Provided passage:
┄┄┄┄┄┄
R.M. Wade & Co.
- Trade name: R.M. Wade & Co.
- Industry: Agricultural
- Founded: 1865; 161 years ago
- Founder: Robert M. Wade
- Headquarters: Beaverton, Oregon
- Website: www.rmwade.com

= R.M. Wade & Co. =

American tractor manufacturer

R.M. Wade & Co. is a Beaverton, Oregon based manufacturer of agricultural and irrigation equipment. Founded in 1865 by Robert M. Wade, it is the oldest family-owned company in the state of Oregon. It is notable for creating the Wade Drag Saw in the early 1930s, and its national distribution of the Ford-Ferguson Tractor. It is the parent company of Wade Rain, one of the first irrigation companies in the United States, which currently sells farming and irrigation products internationally.
┄┄┄┄┄┄
Given exercise A: In the R.M. Wade & Co. profile, who founded the company, and in what year?
Given exercise B: List every field label in the summary box at the top of the R.M. Wade & Co. profile.
Given exercise C: Extend the R.M. Wade & Co. profile by writing the paragraph that would come next.
The data after this point isn't needed for any of this.
┄┄┄┄┄┄
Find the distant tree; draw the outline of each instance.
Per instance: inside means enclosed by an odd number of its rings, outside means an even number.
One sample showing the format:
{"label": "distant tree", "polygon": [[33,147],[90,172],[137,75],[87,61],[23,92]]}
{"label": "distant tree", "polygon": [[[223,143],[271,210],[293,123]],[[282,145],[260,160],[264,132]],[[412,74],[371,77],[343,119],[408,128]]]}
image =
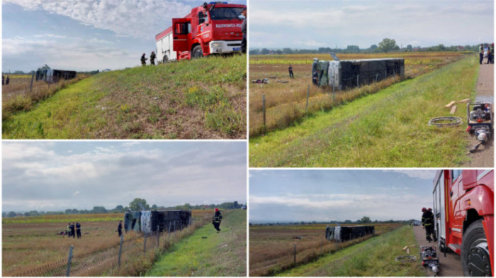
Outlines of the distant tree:
{"label": "distant tree", "polygon": [[379,43],[378,49],[381,52],[388,52],[400,48],[396,45],[396,40],[390,38],[385,38]]}
{"label": "distant tree", "polygon": [[132,202],[129,203],[129,208],[135,211],[147,211],[150,209],[150,206],[147,204],[145,199],[135,198]]}

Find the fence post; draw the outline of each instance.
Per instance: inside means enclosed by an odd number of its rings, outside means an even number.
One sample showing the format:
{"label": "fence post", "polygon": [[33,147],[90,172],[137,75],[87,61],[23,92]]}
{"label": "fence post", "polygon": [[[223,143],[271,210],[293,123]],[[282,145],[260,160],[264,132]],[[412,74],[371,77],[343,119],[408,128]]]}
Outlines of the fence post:
{"label": "fence post", "polygon": [[117,261],[117,265],[120,267],[120,254],[123,252],[123,240],[124,240],[124,234],[120,235],[120,246],[119,246],[119,260]]}
{"label": "fence post", "polygon": [[143,254],[147,252],[147,234],[145,233],[145,240],[143,240]]}
{"label": "fence post", "polygon": [[262,109],[264,110],[264,128],[266,128],[267,126],[265,122],[265,95],[261,96],[261,99],[262,99]]}
{"label": "fence post", "polygon": [[296,245],[295,244],[295,251],[293,252],[295,257],[295,265],[296,265]]}
{"label": "fence post", "polygon": [[307,90],[307,105],[305,106],[305,111],[308,110],[308,96],[310,96],[310,85],[308,85],[308,89]]}
{"label": "fence post", "polygon": [[33,91],[33,79],[35,78],[35,74],[33,73],[33,75],[31,75],[31,84],[29,85],[29,92],[30,93]]}
{"label": "fence post", "polygon": [[69,275],[71,273],[71,261],[72,260],[72,249],[74,248],[74,245],[71,245],[71,248],[69,249],[69,259],[67,259],[67,272],[65,274],[65,276],[69,277]]}

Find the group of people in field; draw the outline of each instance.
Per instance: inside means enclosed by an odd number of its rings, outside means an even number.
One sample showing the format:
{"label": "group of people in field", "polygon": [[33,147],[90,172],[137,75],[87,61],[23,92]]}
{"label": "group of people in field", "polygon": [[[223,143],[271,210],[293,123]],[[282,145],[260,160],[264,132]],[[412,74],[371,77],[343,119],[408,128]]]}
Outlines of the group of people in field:
{"label": "group of people in field", "polygon": [[61,235],[67,235],[67,238],[75,238],[77,235],[77,238],[81,238],[81,224],[79,222],[72,222],[67,223],[67,228],[65,232],[62,231],[59,233]]}
{"label": "group of people in field", "polygon": [[[147,65],[147,60],[148,60],[148,58],[145,57],[145,53],[143,53],[143,55],[141,55],[140,60],[142,66]],[[154,66],[155,65],[155,58],[157,58],[157,56],[155,56],[155,52],[152,51],[152,54],[150,55],[150,65],[153,65]]]}
{"label": "group of people in field", "polygon": [[495,43],[492,43],[490,45],[487,45],[487,49],[484,48],[484,44],[481,44],[479,47],[479,64],[483,65],[484,60],[484,52],[487,52],[487,62],[486,64],[495,63]]}

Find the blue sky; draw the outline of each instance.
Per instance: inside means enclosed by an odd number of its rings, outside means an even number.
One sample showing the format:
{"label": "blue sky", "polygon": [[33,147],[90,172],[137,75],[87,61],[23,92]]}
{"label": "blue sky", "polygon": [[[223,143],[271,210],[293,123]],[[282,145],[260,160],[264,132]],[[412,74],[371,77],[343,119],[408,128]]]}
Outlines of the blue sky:
{"label": "blue sky", "polygon": [[419,219],[434,170],[254,170],[250,223]]}
{"label": "blue sky", "polygon": [[243,142],[4,142],[2,208],[247,202]]}
{"label": "blue sky", "polygon": [[[2,71],[140,65],[155,35],[203,1],[4,0]],[[245,0],[230,1],[246,4]]]}
{"label": "blue sky", "polygon": [[476,45],[494,40],[492,0],[249,2],[250,48]]}

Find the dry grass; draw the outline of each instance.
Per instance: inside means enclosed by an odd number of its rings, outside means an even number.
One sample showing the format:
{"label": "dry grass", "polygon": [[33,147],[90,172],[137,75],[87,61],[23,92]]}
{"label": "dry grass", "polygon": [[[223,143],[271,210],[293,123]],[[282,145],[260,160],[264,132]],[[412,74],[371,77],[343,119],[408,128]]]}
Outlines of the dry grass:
┄┄┄┄┄┄
Written answer A: Robert M. Wade founded it in 1865.

Written answer B: Trade name, Industry, Founded, Founder, Headquarters, Website

Written answer C:
== History ==
R.M. Wade & Co. was founded by Robert Morris Wade in 1865, fifteen years after he crossed the Oregon Trail as a teenager. In the midst of the California Gold rush in the year 1855, he arrived in California and set up a supply store in a gold mining camp. Following this, he moved to Salem, Oregon and founded R.M. Wade & Co. The company primarily sold farming equipment and buggies to agricultural dealers in the state of Oregon. By 1888, it had branches in Tillamook, McMinnville, Salem, Corvallis, Independence, and Portland. Mr. Wade's son-in-law, Edward J. Newbegin (spouse of Susan Wade), became president in 1915. Under his leadership, the company produced the Wade Drag Saw, the predecessor of the common chainsaw, which was sold internationally for several decades. In 1927 R.M. Wade & Co. purchased Multnomah Iron Works, later to become R.M. Wade's subsidiary company, Wade Rain.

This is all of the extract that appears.